▶ **Stored dataset items**
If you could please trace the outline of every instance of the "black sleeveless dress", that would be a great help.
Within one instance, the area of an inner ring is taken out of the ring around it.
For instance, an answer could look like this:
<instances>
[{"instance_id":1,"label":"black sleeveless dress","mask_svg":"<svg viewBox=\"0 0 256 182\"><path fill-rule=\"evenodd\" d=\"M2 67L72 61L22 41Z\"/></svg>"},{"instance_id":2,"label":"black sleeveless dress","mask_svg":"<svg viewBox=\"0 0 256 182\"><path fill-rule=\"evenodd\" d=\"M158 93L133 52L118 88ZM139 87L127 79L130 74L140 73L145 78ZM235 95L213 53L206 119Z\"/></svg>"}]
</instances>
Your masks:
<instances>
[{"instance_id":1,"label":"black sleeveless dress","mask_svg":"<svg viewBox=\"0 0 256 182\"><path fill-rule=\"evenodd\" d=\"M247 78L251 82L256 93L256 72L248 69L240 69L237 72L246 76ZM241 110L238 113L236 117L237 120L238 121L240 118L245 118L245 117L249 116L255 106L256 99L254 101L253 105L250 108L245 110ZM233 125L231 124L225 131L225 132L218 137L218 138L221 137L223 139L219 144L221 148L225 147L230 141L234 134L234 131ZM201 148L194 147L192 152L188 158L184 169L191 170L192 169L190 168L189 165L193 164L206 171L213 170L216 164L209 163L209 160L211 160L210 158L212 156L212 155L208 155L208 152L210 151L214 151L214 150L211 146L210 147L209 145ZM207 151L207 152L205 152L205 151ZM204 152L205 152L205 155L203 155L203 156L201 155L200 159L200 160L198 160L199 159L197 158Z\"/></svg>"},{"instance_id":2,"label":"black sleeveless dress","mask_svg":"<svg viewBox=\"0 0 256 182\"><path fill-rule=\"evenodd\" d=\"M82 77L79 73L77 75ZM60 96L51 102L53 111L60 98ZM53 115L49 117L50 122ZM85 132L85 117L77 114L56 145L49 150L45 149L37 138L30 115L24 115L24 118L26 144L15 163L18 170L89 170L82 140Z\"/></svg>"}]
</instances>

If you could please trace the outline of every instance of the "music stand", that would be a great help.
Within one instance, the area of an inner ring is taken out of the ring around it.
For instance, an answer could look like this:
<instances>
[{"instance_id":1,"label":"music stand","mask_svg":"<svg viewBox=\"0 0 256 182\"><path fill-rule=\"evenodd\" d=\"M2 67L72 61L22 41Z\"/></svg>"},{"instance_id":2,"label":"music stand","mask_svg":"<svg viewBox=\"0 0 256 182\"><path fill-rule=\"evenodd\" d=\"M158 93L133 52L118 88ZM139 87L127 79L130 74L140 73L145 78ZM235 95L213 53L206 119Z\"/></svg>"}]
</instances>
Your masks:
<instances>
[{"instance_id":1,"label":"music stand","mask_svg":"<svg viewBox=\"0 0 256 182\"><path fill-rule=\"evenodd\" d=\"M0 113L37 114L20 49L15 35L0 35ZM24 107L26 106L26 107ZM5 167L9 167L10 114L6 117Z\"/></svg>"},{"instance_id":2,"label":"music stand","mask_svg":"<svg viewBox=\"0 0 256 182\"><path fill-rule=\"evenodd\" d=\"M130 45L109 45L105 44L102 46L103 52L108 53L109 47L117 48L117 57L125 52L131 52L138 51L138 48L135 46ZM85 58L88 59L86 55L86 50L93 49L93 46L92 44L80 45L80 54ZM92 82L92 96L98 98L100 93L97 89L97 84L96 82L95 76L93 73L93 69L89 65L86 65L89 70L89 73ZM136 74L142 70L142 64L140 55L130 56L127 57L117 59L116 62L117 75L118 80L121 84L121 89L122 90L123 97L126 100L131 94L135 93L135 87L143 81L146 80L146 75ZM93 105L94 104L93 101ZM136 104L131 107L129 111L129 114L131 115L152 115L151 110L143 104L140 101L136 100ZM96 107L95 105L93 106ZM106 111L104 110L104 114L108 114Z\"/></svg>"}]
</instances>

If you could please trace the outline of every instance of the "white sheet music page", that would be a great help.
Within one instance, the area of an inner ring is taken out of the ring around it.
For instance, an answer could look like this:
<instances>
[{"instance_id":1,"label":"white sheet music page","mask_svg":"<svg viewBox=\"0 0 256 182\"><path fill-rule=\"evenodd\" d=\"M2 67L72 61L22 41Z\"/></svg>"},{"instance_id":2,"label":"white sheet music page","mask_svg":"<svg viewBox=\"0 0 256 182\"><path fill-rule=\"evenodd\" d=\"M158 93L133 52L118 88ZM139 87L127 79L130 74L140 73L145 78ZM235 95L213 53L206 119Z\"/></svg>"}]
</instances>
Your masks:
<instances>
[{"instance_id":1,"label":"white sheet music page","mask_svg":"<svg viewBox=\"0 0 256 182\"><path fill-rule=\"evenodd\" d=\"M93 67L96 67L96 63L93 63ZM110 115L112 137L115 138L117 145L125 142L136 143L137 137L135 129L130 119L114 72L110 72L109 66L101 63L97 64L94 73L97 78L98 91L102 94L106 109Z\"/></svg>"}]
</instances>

▶ **The request**
Transcribe the whole listing exactly.

▶ **Exercise answer**
If you could please trace the outline of every instance of the "black sleeveless dress", that would be a great help.
Within one instance, the area of an inner ring is taken out of the ring around it.
For instance, an answer could look like this:
<instances>
[{"instance_id":1,"label":"black sleeveless dress","mask_svg":"<svg viewBox=\"0 0 256 182\"><path fill-rule=\"evenodd\" d=\"M2 67L72 61L22 41Z\"/></svg>"},{"instance_id":2,"label":"black sleeveless dress","mask_svg":"<svg viewBox=\"0 0 256 182\"><path fill-rule=\"evenodd\" d=\"M158 93L133 52L118 88ZM139 87L127 79L130 74L140 73L145 78ZM235 95L213 53L206 119Z\"/></svg>"}]
</instances>
Your masks:
<instances>
[{"instance_id":1,"label":"black sleeveless dress","mask_svg":"<svg viewBox=\"0 0 256 182\"><path fill-rule=\"evenodd\" d=\"M247 78L251 82L256 93L256 72L248 69L240 69L237 72L246 76ZM241 110L238 113L236 117L237 120L238 121L240 118L245 118L245 117L249 116L255 106L256 99L254 101L253 105L250 108L245 110ZM233 125L231 124L225 131L225 132L218 137L218 138L221 137L223 139L219 144L221 148L225 147L230 141L234 134L234 131ZM201 148L194 147L192 152L188 158L184 169L191 170L192 169L190 168L189 165L193 164L206 171L213 170L216 164L209 163L209 160L211 160L210 158L212 156L212 155L208 155L208 152L210 151L214 151L214 150L211 146L210 147L209 145ZM207 151L207 152L205 152L205 151ZM204 152L205 152L205 155L203 155L203 156L201 155L200 159L200 160L198 160L199 159L197 158Z\"/></svg>"},{"instance_id":2,"label":"black sleeveless dress","mask_svg":"<svg viewBox=\"0 0 256 182\"><path fill-rule=\"evenodd\" d=\"M82 77L79 73L77 75ZM60 96L51 102L53 111L60 98ZM53 115L49 117L50 122ZM85 132L85 117L77 114L56 145L49 150L45 149L37 138L30 115L24 115L24 118L26 144L15 163L18 170L89 170L82 140Z\"/></svg>"}]
</instances>

If you could please trace the outline of every instance of the "music stand", that would be a great help.
Within one instance, the area of an inner ring is taken out of the ring around it.
For instance, an answer could look like this:
<instances>
[{"instance_id":1,"label":"music stand","mask_svg":"<svg viewBox=\"0 0 256 182\"><path fill-rule=\"evenodd\" d=\"M2 67L72 61L22 41Z\"/></svg>"},{"instance_id":2,"label":"music stand","mask_svg":"<svg viewBox=\"0 0 256 182\"><path fill-rule=\"evenodd\" d=\"M158 93L133 52L118 88ZM139 87L127 79L130 74L140 73L145 78ZM235 95L213 53L206 119Z\"/></svg>"}]
</instances>
Your masks:
<instances>
[{"instance_id":1,"label":"music stand","mask_svg":"<svg viewBox=\"0 0 256 182\"><path fill-rule=\"evenodd\" d=\"M0 113L37 114L20 49L15 35L0 35ZM24 107L26 106L26 107ZM5 167L9 167L10 114L6 117Z\"/></svg>"},{"instance_id":2,"label":"music stand","mask_svg":"<svg viewBox=\"0 0 256 182\"><path fill-rule=\"evenodd\" d=\"M130 45L109 45L105 44L102 46L103 52L108 53L109 47L117 48L117 57L125 52L131 52L138 51L138 48L135 46ZM85 58L88 59L86 55L86 50L93 49L93 46L92 44L80 45L80 54ZM92 82L92 96L98 98L100 93L97 89L97 84L96 82L95 76L93 73L93 69L89 65L86 65L89 70L89 73ZM136 74L142 70L142 64L140 55L130 56L127 57L117 59L116 62L117 75L118 80L121 84L121 89L122 90L123 97L126 100L131 94L135 93L135 87L143 81L146 80L146 75ZM93 105L94 104L93 101ZM136 104L131 107L129 111L129 114L131 115L152 115L151 110L143 104L140 101L136 100ZM96 107L95 105L93 106ZM106 111L104 110L104 114L108 114Z\"/></svg>"}]
</instances>

If you could please trace the outline of every instance of the "white sheet music page", that would be a great help.
Within one instance, the area of an inner ring is taken out of the ring around it.
For instance, an answer could look like this:
<instances>
[{"instance_id":1,"label":"white sheet music page","mask_svg":"<svg viewBox=\"0 0 256 182\"><path fill-rule=\"evenodd\" d=\"M2 67L72 61L22 41Z\"/></svg>"},{"instance_id":2,"label":"white sheet music page","mask_svg":"<svg viewBox=\"0 0 256 182\"><path fill-rule=\"evenodd\" d=\"M158 93L133 52L118 88ZM139 87L127 79L130 74L140 73L145 78ZM235 95L213 53L206 119Z\"/></svg>"}]
</instances>
Your masks:
<instances>
[{"instance_id":1,"label":"white sheet music page","mask_svg":"<svg viewBox=\"0 0 256 182\"><path fill-rule=\"evenodd\" d=\"M93 67L96 67L96 63L93 63ZM110 115L112 137L115 138L117 145L125 142L136 143L137 137L135 129L130 119L114 72L110 72L109 66L101 63L97 64L94 73L97 78L98 91L102 94L106 109Z\"/></svg>"}]
</instances>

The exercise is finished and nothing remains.